Aim:
From the line with "deer neck and record integer pixel coordinates." to the final line of the records, reproduce every line exactly and only those lines.

Records provided:
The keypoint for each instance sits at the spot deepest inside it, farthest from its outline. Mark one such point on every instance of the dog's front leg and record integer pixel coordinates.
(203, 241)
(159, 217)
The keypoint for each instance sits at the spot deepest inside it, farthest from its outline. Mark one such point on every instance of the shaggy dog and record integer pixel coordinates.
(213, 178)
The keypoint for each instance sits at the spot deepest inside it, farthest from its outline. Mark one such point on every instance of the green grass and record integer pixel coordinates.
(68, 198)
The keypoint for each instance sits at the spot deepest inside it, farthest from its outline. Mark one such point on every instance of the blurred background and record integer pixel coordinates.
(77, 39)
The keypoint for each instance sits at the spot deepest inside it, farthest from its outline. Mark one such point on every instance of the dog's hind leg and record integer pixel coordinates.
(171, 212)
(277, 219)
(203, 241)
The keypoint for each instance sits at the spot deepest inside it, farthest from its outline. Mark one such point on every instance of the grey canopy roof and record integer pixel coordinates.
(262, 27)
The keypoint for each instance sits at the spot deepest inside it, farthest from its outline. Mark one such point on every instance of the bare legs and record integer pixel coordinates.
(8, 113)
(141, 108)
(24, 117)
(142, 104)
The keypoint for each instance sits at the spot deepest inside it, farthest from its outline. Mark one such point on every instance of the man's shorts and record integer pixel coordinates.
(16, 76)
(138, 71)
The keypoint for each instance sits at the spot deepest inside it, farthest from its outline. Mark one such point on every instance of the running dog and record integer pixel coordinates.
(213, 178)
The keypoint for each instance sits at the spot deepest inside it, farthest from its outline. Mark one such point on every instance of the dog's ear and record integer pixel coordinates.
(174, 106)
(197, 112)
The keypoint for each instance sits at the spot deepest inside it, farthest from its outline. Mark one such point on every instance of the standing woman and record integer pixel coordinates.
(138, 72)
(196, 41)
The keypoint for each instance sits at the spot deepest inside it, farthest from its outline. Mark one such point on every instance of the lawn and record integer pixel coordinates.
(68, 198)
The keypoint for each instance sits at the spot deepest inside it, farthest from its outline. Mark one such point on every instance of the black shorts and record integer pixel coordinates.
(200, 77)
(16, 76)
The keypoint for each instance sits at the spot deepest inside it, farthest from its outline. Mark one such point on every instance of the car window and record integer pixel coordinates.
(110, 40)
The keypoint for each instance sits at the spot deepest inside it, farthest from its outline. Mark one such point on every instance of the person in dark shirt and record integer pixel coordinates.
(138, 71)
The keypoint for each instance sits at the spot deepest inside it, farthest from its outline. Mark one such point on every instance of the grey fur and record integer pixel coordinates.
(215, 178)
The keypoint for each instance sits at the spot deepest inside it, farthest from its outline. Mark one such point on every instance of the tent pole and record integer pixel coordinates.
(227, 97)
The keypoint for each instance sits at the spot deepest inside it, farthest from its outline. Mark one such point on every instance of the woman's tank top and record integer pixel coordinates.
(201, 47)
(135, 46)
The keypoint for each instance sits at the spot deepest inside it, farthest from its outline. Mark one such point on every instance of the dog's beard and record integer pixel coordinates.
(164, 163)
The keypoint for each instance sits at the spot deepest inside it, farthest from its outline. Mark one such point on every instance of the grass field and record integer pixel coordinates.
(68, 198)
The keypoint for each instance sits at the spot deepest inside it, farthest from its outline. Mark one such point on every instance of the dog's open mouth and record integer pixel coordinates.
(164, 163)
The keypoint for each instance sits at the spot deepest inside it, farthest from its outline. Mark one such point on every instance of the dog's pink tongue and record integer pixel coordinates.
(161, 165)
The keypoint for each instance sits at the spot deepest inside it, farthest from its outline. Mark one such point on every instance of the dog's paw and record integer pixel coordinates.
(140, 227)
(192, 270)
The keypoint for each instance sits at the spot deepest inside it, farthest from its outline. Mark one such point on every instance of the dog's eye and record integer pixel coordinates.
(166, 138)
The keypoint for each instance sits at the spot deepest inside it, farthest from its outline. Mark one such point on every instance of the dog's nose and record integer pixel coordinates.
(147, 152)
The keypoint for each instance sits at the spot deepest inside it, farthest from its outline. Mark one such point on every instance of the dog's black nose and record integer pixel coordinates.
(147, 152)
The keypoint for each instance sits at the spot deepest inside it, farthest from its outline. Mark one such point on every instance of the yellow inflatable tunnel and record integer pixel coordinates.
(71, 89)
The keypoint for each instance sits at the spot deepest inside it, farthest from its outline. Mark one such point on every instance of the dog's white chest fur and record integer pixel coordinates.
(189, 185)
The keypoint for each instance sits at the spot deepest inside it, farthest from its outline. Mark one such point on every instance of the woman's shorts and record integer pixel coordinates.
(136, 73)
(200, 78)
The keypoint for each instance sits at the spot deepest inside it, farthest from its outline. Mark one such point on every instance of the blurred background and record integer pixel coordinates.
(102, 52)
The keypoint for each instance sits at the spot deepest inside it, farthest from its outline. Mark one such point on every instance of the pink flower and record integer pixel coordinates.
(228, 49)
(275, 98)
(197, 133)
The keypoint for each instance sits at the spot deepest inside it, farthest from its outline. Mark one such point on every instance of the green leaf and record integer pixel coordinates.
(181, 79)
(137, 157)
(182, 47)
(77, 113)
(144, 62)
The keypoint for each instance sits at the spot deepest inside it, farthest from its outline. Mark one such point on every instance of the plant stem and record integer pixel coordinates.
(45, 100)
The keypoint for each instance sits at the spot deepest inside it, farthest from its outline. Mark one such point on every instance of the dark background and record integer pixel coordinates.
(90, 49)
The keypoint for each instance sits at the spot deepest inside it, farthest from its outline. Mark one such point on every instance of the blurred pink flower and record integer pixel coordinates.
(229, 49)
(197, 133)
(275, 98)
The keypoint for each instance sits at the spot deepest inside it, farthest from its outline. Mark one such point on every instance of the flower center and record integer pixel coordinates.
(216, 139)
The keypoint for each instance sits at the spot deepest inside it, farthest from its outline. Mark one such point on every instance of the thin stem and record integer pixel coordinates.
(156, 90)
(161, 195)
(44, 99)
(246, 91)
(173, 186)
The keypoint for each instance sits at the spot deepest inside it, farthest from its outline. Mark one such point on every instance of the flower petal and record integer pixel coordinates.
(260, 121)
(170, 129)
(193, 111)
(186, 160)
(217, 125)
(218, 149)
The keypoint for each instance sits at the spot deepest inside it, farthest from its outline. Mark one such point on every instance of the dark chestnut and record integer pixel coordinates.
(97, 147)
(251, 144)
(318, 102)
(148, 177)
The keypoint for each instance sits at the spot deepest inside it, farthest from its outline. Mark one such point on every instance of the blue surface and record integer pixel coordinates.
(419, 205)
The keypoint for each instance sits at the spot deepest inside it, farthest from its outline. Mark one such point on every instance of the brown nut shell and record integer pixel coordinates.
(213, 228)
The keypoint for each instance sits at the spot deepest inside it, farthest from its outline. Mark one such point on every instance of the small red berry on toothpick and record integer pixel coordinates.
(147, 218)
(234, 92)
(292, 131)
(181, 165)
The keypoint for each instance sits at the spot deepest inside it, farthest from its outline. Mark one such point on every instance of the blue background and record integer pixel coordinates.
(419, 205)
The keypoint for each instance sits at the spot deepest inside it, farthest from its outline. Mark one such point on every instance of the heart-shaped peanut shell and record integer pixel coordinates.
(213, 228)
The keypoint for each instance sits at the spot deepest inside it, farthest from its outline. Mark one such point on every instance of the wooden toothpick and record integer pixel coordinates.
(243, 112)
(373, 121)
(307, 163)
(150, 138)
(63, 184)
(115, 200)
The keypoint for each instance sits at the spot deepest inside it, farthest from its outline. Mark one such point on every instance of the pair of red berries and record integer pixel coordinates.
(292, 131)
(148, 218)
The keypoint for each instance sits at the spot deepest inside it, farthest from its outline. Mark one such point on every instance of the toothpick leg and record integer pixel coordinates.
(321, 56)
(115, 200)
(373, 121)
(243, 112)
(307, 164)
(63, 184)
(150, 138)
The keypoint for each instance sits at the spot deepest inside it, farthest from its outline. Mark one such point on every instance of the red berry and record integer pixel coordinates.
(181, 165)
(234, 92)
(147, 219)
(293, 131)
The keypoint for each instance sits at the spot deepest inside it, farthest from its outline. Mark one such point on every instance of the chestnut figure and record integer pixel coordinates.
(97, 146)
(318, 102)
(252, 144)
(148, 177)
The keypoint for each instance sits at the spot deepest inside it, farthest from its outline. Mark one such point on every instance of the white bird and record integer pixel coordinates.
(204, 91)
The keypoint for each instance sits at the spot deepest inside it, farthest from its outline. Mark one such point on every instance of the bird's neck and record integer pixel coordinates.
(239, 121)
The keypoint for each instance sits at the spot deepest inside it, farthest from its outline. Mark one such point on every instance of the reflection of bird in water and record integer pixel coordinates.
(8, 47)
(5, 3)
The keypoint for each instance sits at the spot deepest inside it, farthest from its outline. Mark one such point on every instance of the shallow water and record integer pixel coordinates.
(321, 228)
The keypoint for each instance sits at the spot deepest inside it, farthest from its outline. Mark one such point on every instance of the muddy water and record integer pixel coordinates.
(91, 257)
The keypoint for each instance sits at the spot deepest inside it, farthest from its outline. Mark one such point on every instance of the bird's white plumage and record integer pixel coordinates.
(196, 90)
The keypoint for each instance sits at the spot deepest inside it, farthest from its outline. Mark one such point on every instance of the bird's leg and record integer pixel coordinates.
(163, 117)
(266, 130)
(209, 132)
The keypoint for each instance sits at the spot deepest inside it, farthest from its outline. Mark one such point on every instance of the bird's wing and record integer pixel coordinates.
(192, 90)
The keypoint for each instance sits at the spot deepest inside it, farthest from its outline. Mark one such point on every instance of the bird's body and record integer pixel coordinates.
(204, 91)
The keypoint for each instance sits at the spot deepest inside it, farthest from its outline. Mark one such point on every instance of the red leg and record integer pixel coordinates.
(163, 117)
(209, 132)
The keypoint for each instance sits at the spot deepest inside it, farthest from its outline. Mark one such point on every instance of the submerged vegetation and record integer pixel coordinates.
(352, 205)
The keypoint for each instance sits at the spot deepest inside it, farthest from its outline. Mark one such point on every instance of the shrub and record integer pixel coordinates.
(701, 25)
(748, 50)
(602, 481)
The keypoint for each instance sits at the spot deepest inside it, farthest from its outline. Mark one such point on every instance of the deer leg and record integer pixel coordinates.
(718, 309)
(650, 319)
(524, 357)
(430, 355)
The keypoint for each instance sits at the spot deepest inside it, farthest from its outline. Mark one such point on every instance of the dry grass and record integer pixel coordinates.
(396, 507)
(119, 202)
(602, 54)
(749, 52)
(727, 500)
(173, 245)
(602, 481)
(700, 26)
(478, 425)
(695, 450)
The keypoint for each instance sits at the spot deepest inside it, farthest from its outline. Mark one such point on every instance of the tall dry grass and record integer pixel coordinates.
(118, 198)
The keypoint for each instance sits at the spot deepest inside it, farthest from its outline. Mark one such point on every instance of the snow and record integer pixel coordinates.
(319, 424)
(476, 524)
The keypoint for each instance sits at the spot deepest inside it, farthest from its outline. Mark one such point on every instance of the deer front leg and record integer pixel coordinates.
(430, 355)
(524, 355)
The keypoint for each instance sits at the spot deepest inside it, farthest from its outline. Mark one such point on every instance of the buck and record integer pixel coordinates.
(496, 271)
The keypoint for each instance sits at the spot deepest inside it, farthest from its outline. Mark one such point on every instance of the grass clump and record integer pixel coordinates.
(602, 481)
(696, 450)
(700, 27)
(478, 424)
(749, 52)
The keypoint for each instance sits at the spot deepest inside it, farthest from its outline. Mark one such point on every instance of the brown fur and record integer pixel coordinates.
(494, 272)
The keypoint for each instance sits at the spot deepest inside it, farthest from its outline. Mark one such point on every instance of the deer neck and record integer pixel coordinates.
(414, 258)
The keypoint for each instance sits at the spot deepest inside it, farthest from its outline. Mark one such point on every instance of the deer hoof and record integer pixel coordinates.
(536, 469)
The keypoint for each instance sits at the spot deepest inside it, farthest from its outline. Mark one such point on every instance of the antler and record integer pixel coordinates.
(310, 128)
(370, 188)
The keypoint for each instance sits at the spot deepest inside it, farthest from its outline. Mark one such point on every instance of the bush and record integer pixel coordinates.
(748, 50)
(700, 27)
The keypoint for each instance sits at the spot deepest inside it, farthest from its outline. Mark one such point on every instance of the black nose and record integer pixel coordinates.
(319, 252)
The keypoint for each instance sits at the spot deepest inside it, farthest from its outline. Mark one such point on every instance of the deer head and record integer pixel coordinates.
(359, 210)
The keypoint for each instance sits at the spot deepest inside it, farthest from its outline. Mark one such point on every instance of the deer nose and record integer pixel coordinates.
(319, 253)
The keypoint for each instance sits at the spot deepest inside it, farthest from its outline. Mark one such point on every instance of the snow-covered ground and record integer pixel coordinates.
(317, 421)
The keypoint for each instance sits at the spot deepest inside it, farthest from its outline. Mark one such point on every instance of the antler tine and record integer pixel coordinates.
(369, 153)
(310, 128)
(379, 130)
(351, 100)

Worked solution:
The keypoint for each instance sits at the spot deepest inside it, farthest from its outline. Mark one such point on every instance of the deer neck and record integer pixel coordinates.
(414, 258)
The keypoint for each instance sits at the spot deepest inside it, farthest from its outline. Mark one such point on every instance of the deer hoof and record integer pixel coordinates.
(536, 469)
The keypoint for each instance sits at the spot deepest inside it, farthest from its outline. Mark one such point on every instance of the antler and record integer pixel coordinates.
(310, 128)
(370, 188)
The keypoint for each instance sits at the spot deepest inside it, farthest from its outline. Mark one such point on every instance of the bush and record integer pixel coordinates.
(748, 50)
(700, 27)
The keypoint for each instance sits at the spot deepest inside it, farthest from its outline. Mark one such point on every instance of the black nose and record integer pixel coordinates.
(319, 252)
The keypoint for each instance sits at the spot deepest inside it, farthest from its outline. Mark one such point on every instance of the deer head and record integer pixel coordinates.
(359, 210)
The keypoint for each instance sits at the spot deepest inside it, farthest from its outline. Mark one such point on every instance of the deer nose and record integer pixel coordinates.
(319, 253)
The keypoint for each instance sits at the spot deepest inside it, farthest from its outline. Mark one such point on every instance of the snow-covered ground and record integer pixel coordinates.
(317, 421)
The keypoint for each instance sits at the spot deepest inside it, farthest from its outline. Mark one such point on every instance of the antler tine and record integer pixel coordinates.
(369, 153)
(310, 128)
(379, 130)
(351, 100)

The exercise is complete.